_WORK REQUEST_. Transcribe exactly the lines that fall between the one holding "Where can you see the white" and the one holding "Where can you see the tall evergreen", inclusive, from the entries below.

Saved entries:
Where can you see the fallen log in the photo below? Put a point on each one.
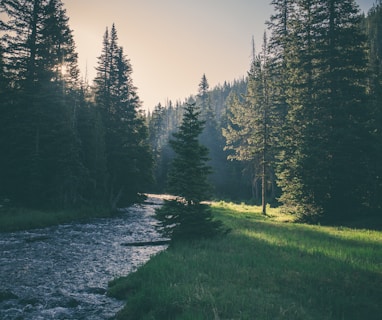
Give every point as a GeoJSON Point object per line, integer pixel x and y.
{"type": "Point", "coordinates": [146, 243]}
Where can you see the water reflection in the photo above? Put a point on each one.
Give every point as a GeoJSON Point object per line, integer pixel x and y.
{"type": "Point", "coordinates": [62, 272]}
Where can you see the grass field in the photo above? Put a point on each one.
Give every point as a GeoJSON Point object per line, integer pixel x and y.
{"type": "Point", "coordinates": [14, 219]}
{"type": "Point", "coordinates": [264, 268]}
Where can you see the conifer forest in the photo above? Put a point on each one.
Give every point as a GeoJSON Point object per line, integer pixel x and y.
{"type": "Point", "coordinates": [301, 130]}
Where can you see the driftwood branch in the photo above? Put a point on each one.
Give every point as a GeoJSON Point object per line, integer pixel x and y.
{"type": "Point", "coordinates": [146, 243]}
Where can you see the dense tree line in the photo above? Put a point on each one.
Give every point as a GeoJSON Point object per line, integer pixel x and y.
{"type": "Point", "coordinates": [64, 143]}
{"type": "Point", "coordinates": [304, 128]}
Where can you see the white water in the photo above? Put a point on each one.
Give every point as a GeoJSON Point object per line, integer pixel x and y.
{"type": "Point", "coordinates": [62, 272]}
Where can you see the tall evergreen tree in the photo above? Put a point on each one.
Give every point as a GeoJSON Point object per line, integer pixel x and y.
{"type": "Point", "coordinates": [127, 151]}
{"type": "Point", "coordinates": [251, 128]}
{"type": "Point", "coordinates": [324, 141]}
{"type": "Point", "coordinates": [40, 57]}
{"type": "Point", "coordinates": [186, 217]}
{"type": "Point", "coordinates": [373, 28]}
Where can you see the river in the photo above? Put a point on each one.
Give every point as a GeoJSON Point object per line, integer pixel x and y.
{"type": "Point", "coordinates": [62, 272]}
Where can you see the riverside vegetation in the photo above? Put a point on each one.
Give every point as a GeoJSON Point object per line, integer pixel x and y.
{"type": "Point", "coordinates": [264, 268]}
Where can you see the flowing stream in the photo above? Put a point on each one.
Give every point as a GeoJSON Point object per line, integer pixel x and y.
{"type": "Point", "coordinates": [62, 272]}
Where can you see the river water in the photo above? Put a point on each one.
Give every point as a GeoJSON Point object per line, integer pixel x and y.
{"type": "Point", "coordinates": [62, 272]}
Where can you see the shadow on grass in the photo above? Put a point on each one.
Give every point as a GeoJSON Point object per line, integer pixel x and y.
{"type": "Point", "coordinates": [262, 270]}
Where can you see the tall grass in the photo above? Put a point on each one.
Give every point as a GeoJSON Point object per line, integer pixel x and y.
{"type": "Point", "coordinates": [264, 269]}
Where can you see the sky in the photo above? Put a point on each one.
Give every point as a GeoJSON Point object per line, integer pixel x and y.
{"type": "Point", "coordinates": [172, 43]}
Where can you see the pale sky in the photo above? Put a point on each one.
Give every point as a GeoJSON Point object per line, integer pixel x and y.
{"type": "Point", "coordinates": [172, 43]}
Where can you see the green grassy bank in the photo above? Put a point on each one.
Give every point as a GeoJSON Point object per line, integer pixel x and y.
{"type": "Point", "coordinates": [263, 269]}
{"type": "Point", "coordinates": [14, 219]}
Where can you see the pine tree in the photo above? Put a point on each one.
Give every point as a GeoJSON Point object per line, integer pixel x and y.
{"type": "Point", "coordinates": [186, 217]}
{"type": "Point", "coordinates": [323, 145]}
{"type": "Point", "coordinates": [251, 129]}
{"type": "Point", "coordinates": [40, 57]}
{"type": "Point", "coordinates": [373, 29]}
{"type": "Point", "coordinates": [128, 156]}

_PROBLEM SOLUTION_.
Where can you see the white water in the photo above? Put a point on each one.
Give every point as a GeoJSON Point object per line, integer pixel x and y.
{"type": "Point", "coordinates": [62, 272]}
Where can you see the tall evergreen tree in the photo above? Put a point on each one.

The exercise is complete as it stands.